▸ **Short task**
Quote the whole listing word for word. Do not include the pictures.

▸ **Given data**
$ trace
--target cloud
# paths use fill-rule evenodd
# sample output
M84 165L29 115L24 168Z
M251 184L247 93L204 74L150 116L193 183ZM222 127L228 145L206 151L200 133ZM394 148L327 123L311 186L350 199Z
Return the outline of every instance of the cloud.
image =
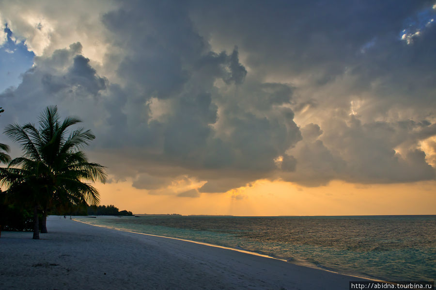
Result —
M114 180L176 195L185 176L192 196L435 178L435 27L400 35L428 3L26 3L0 4L37 55L2 120L78 115Z
M199 197L200 194L196 189L190 189L177 194L180 197Z

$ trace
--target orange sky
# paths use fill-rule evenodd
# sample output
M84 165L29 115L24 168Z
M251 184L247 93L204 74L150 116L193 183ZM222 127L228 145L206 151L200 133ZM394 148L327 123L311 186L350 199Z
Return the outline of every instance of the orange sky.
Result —
M134 213L233 215L435 214L436 181L362 185L334 181L326 186L302 187L258 180L252 186L199 197L152 195L131 182L97 185L102 205L114 204Z

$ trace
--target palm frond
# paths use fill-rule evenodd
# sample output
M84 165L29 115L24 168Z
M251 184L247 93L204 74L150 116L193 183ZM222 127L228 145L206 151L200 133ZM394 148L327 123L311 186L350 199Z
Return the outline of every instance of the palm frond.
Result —
M25 126L27 128L30 127L31 125L27 124ZM41 160L41 157L35 144L23 127L16 124L8 125L6 127L4 133L13 141L20 145L25 155L32 159Z

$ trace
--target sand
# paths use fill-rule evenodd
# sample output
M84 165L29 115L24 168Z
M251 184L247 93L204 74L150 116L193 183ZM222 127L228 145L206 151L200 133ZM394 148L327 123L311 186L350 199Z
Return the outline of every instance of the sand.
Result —
M188 242L49 216L2 232L0 289L348 289L355 277Z

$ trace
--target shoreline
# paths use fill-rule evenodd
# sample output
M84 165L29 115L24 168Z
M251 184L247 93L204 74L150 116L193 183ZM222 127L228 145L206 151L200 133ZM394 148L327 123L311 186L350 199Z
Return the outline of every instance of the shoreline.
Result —
M87 223L86 222L84 222L82 221L79 221L78 220L75 219L75 217L73 218L72 220L74 221L75 222L77 222L78 223L82 223L83 224L85 224L85 225L89 225L90 226L97 226L99 227L102 227L104 228L107 228L109 229L117 230L117 231L125 232L127 232L127 233L131 233L132 234L139 234L139 235L144 235L145 236L151 236L151 237L156 237L158 238L162 238L164 239L172 239L172 240L176 240L178 241L181 241L183 242L192 242L192 243L195 243L195 244L203 245L207 246L208 247L219 248L221 248L221 249L224 249L225 250L228 250L229 251L235 251L236 252L239 252L240 253L243 253L244 254L247 254L248 255L252 255L253 256L261 257L263 257L263 258L266 258L274 259L275 260L278 260L279 261L284 262L285 263L288 263L289 264L292 264L293 265L295 265L298 266L299 267L304 267L305 268L308 268L309 269L314 269L319 270L321 270L321 271L326 271L326 272L329 272L331 273L333 273L335 274L338 274L339 275L344 275L348 276L350 277L350 279L351 278L362 279L364 279L365 280L367 280L367 281L374 281L374 282L382 282L387 283L387 282L386 281L384 281L383 280L380 280L379 279L377 279L376 278L364 277L364 276L362 276L353 275L353 274L346 274L346 273L341 273L340 272L336 272L336 271L335 271L333 270L328 270L328 269L325 269L325 268L322 268L321 267L317 267L315 265L312 266L311 265L309 265L309 264L304 265L304 264L300 264L298 263L295 263L295 262L293 262L292 261L290 261L288 260L287 260L286 259L281 258L280 258L272 257L271 256L268 256L267 255L261 254L260 253L257 253L256 252L253 252L252 251L249 251L248 250L245 250L244 249L238 249L238 248L231 248L229 247L226 247L225 246L221 246L219 245L217 245L217 244L212 244L212 243L210 243L204 242L198 242L197 241L193 241L192 240L186 240L185 239L181 239L180 238L175 238L173 237L168 237L168 236L160 236L159 235L154 235L153 234L147 234L145 233L135 232L134 231L130 231L130 230L126 230L126 229L121 229L121 228L115 228L115 227L111 227L110 226L102 226L101 225L95 225L93 224L91 224L91 223Z
M2 233L0 288L333 290L348 289L350 281L368 280L63 217L49 216L47 228L39 241L29 232Z

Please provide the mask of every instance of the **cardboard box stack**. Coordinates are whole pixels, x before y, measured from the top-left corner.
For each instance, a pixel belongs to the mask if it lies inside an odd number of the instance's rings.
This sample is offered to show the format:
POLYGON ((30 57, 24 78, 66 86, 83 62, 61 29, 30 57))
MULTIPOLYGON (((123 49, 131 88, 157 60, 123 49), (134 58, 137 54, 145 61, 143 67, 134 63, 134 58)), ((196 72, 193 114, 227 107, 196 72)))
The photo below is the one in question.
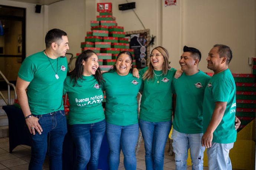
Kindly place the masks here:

▸ **Answer to the problem**
$ trace
--target cloud
# paths use fill-rule evenodd
# sample output
M84 165L29 115L24 168Z
M251 184L247 93L204 74L150 116L193 183ZM222 127L228 145L206 151L200 133ZM394 148L327 123L311 186L350 199Z
Return the outline of every instance of the cloud.
image =
Result —
M114 180L176 195L185 176L192 196L435 178L435 27L400 35L428 3L26 3L0 4L37 55L2 120L78 115Z
M199 197L200 194L196 189L190 189L177 194L180 197Z

$ trace
--target orange sky
# paths use fill-rule evenodd
# sample output
M84 165L29 115L24 168Z
M251 184L247 93L204 74L150 116L193 183ZM222 127L228 145L206 151L200 133ZM394 148L327 123L311 186L350 199Z
Return the outline of every instance of the orange sky.
Result —
M134 213L233 215L435 214L436 181L362 185L334 181L326 186L302 187L258 180L252 186L199 197L152 195L131 182L97 185L102 205L114 204Z

$ trace
--target palm frond
# paths use fill-rule evenodd
# sample output
M84 165L29 115L24 168Z
M251 184L247 93L204 74L150 116L193 183ZM222 127L228 145L206 151L200 133ZM394 148L327 123L311 186L350 199Z
Return the outline of every instance of the palm frond.
Result —
M25 126L27 128L30 127L31 125L27 124ZM41 160L41 157L35 144L23 127L16 124L8 125L6 127L4 133L13 141L20 145L25 155L32 159Z

$ trace
--target sand
# paths use fill-rule evenodd
# sample output
M84 165L29 115L24 168Z
M251 184L247 93L204 74L150 116L193 183ZM222 127L228 145L206 151L200 133ZM394 148L327 123L311 186L350 199Z
Return the outline of every instance of the sand.
Result —
M188 242L49 216L2 232L0 289L348 289L355 277Z

$ trace
--target shoreline
# paths use fill-rule evenodd
# sample output
M84 165L29 115L24 168Z
M251 184L247 93L204 74L150 116L193 183ZM222 127L228 145L206 151L200 133ZM394 148L327 123L311 186L350 199Z
Return the outline of every instance of the shoreline.
Result —
M87 223L86 222L84 222L82 221L79 221L78 220L75 219L75 217L73 218L72 220L74 221L75 222L77 222L78 223L82 223L83 224L85 224L85 225L89 225L90 226L97 226L99 227L102 227L104 228L107 228L109 229L117 230L117 231L125 232L127 232L127 233L131 233L132 234L139 234L139 235L144 235L145 236L151 236L151 237L156 237L158 238L162 238L164 239L172 239L172 240L176 240L178 241L181 241L183 242L192 242L192 243L195 243L195 244L203 245L207 246L208 247L219 248L221 248L221 249L224 249L225 250L228 250L229 251L235 251L236 252L239 252L240 253L243 253L244 254L247 254L248 255L252 255L253 256L261 257L263 257L263 258L266 258L274 259L275 260L278 260L279 261L284 262L285 263L288 263L289 264L292 264L293 265L295 265L298 266L299 267L304 267L305 268L308 268L309 269L314 269L319 270L321 270L321 271L326 271L326 272L329 272L331 273L333 273L335 274L338 274L339 275L344 275L348 276L350 277L350 279L351 278L362 279L364 279L365 280L367 280L367 281L374 281L374 282L382 282L387 283L387 282L386 281L384 281L383 280L380 280L379 279L377 279L376 278L364 277L364 276L362 276L353 275L353 274L346 274L346 273L341 273L340 272L336 272L336 271L335 271L333 270L328 270L328 269L325 269L325 268L322 268L321 267L317 267L315 265L312 266L311 265L309 265L309 264L304 265L304 264L300 264L298 263L295 263L295 262L293 262L292 261L290 261L288 260L287 260L286 259L281 258L280 258L272 257L271 256L268 256L267 255L261 254L260 253L257 253L256 252L253 252L252 251L249 251L248 250L245 250L244 249L238 249L238 248L231 248L229 247L226 247L225 246L221 246L219 245L217 245L217 244L212 244L212 243L210 243L204 242L198 242L197 241L193 241L192 240L186 240L185 239L181 239L180 238L175 238L173 237L168 237L168 236L160 236L159 235L154 235L153 234L147 234L145 233L135 232L134 231L130 231L130 230L126 230L126 229L121 229L121 228L115 228L115 227L111 227L110 226L102 226L101 225L95 225L93 224L91 224L91 223Z
M2 233L0 288L333 290L348 289L350 281L368 280L63 217L49 216L47 228L39 241L29 232Z

Please provide the mask of every instance of the **cardboard box stack**. Coordinates are whole pixels, x before y, measured from the top-left corner.
For each instance, a pixel belongs to the mask if it lies inside an odd number of the instance's rings.
This sample is offered to show the format:
POLYGON ((30 57, 24 78, 66 86, 83 62, 61 29, 30 57))
MULTIPOLYGON (((123 49, 131 88, 157 60, 123 49), (134 58, 137 54, 145 61, 143 67, 134 63, 134 58)), ((196 72, 193 114, 227 107, 196 72)))
The photo below is the one in question.
Kindly place the masks here:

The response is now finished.